Rewrite the listing below, switching each "outstretched wing" to "spread wing" and keeping everything else the same.

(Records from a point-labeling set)
****************
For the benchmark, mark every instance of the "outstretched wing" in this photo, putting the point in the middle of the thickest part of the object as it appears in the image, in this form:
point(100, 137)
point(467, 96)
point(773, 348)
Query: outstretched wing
****************
Worked solution
For the benchmark, mark every instance of the "spread wing" in this photo, putting the point in the middle of the thickest part of the object as it appears in the image, in this form:
point(100, 137)
point(467, 96)
point(773, 348)
Query: spread wing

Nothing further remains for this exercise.